### Task directions
From the entries below, copy every line holding the word "mountain".

### Data listing
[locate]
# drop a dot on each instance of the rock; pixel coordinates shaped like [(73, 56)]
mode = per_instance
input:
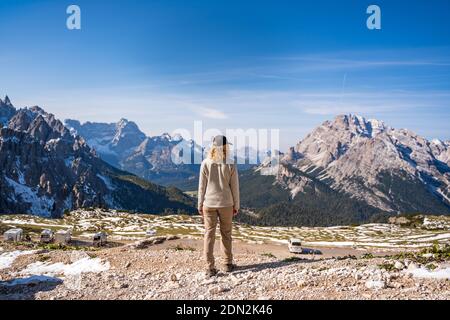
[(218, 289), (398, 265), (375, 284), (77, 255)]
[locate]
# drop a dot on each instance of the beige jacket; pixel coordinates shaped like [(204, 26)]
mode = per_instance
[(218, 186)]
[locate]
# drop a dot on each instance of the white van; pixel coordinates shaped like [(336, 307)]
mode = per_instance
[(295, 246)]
...
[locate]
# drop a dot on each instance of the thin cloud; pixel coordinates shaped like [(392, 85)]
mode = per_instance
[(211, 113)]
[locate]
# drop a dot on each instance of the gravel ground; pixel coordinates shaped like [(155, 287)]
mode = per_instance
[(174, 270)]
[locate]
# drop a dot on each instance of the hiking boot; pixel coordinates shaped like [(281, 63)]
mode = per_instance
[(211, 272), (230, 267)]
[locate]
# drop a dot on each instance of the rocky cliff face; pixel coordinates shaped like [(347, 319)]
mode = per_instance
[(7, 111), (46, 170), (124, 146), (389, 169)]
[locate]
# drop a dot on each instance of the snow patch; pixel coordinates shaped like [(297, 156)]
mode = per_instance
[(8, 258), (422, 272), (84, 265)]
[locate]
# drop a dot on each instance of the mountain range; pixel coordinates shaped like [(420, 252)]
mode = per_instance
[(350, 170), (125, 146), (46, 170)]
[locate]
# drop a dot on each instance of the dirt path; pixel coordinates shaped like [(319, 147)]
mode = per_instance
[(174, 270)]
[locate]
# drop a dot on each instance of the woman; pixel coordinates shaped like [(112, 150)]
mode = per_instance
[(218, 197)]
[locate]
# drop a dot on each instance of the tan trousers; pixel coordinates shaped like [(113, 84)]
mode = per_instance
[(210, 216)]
==
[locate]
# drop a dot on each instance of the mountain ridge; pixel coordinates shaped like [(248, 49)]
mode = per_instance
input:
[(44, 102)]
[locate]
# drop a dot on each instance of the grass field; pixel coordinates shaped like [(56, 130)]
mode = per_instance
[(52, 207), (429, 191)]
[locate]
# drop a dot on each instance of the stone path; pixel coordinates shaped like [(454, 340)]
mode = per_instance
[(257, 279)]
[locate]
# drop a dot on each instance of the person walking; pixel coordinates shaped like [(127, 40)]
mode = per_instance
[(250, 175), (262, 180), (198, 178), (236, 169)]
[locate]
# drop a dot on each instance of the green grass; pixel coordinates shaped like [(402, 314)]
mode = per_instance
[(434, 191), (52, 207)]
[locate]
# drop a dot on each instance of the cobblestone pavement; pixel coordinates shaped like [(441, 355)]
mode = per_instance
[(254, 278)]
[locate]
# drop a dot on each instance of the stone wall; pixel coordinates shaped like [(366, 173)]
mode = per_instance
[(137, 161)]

### Answer to the exercise
# drop a dot on each instance of the mountain range; pixel coordinates shaped like [(420, 252)]
# drop a dot on each instance of the mountain ridge; pixel coordinates shaped like [(248, 49)]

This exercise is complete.